═════ MATERIAL

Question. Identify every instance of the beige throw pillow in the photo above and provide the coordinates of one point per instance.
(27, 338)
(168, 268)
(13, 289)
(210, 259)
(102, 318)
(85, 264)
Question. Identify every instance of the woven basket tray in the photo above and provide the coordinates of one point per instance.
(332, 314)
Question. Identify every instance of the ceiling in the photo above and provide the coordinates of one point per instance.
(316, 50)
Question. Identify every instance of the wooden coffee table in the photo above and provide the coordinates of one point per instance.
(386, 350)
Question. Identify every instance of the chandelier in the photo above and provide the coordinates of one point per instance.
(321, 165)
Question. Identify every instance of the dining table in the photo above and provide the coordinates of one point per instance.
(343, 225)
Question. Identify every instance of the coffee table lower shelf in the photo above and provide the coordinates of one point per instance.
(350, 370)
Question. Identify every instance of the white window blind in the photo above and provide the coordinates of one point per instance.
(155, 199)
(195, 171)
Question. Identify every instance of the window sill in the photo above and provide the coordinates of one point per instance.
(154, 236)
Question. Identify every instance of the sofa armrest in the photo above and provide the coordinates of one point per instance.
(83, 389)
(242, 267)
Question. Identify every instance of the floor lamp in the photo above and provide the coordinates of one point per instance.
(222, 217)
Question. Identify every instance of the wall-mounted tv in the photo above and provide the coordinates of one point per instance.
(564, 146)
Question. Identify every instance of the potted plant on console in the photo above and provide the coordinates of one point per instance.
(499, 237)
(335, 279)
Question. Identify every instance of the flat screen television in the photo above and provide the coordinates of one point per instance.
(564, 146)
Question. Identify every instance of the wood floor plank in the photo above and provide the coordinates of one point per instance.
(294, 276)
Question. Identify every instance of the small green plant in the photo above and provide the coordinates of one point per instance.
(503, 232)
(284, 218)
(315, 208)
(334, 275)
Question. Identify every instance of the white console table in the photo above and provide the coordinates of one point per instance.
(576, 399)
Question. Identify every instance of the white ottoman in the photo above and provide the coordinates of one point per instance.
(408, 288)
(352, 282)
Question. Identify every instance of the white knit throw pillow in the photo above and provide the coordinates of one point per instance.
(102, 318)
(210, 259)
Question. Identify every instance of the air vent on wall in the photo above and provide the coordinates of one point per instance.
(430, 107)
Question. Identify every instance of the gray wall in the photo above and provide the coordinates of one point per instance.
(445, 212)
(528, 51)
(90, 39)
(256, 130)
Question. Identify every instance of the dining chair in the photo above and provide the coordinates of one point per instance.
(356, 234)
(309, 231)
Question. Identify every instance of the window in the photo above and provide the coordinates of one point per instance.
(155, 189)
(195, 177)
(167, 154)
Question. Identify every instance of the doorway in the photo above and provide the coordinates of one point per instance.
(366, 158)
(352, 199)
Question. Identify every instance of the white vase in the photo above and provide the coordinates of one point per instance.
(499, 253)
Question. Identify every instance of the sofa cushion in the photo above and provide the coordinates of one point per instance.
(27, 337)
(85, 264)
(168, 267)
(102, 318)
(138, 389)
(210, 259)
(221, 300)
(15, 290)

══════════
═════ MATERIAL

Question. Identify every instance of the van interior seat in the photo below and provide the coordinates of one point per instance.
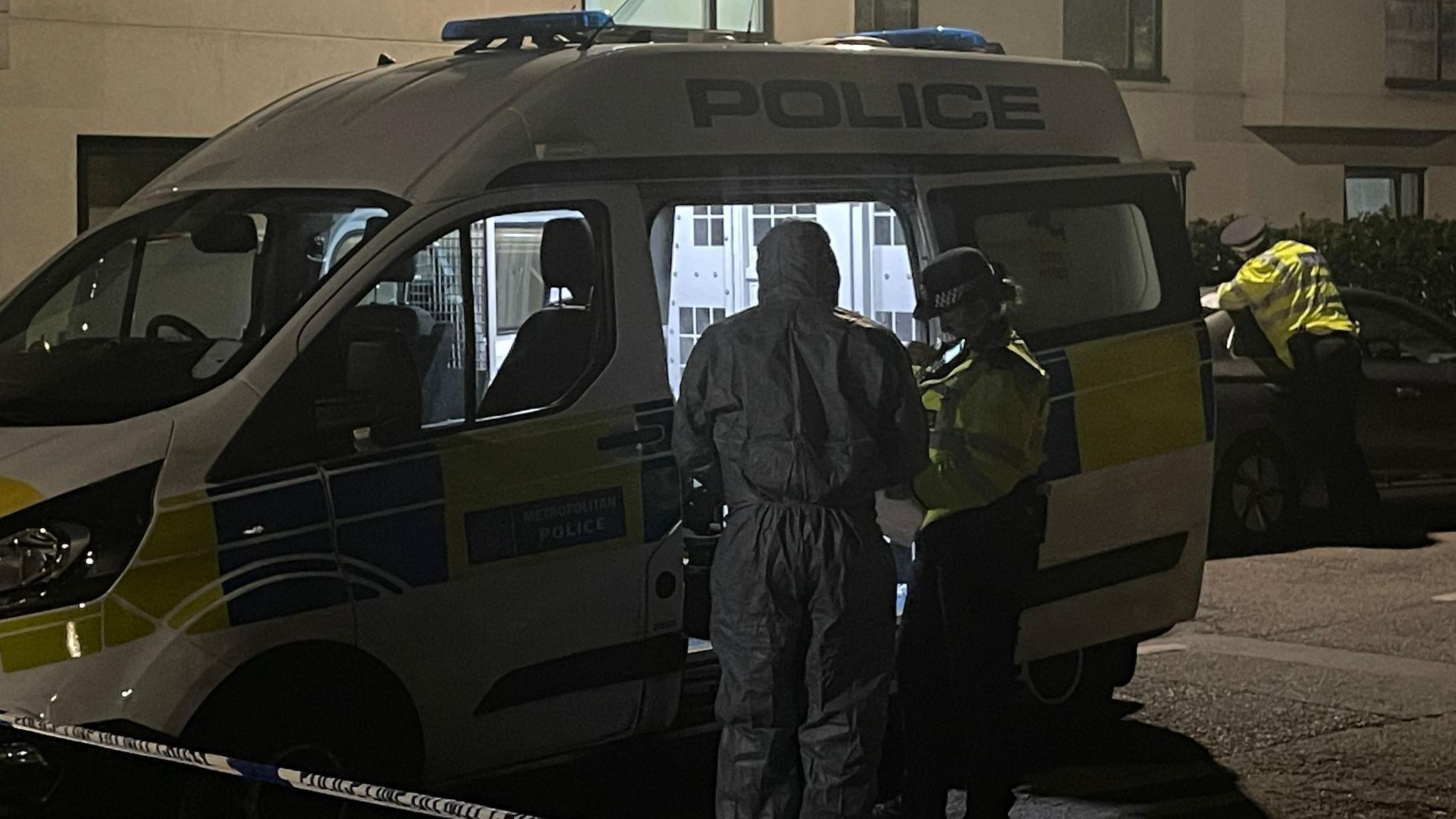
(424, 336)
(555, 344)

══════════

GIVEN PROBLEM
Pull together every line in the records above that contains the string "floor", and copy each one unchanged.

RESULT OF THIS TASK
Question. Identify every instance of the floor lamp in the photo above and provide the coordinates of one point per instance.
Question. Identify every instance of the wood floor plank in the photo above and provide the coordinates of one point per instance.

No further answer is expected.